# Extracted entries

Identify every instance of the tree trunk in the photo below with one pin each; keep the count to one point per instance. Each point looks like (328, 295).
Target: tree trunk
--
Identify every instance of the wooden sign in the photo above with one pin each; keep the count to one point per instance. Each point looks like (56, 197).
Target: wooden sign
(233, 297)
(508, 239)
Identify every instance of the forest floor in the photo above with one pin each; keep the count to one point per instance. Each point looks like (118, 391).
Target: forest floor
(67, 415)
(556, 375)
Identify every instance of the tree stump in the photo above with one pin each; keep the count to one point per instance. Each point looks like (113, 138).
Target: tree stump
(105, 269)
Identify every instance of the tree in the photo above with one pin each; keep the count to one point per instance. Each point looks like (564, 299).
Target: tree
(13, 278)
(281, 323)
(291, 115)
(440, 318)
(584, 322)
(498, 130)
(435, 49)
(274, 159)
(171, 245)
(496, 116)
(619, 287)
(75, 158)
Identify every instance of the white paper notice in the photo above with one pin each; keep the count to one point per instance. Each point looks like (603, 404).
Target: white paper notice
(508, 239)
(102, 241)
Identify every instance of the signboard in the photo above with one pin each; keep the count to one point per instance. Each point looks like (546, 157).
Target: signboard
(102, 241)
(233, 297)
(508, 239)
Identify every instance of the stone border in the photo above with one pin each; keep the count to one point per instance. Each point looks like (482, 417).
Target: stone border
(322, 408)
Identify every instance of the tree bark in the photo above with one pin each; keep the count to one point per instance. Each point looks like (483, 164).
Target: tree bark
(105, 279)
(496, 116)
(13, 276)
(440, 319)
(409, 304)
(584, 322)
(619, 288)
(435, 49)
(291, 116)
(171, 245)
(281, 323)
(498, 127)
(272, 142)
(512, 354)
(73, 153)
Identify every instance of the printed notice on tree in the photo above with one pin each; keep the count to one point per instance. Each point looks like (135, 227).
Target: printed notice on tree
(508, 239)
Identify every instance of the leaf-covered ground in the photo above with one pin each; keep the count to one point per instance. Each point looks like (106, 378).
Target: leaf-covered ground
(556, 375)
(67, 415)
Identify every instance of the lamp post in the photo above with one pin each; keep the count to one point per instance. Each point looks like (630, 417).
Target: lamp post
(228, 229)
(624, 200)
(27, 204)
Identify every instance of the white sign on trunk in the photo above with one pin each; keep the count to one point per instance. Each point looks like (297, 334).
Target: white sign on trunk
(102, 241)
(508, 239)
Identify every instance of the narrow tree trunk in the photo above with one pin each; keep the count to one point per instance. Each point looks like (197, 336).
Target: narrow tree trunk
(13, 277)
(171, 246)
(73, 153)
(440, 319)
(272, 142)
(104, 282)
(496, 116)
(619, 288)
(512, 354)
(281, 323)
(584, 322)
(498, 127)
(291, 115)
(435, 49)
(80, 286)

# What you should do
Can you edit the material from the line with "Identify every instance of the tree trunk" up to and including the line with "Target: tree trunk" so that "pin" becomes "marker", leaving everything else the same, and give back only those lines?

# Solution to the problem
Identify every instance of the tree trunk in the photo below with one marker each; keep the count to one point per instance. Each point looks like (328, 295).
Target: tree trunk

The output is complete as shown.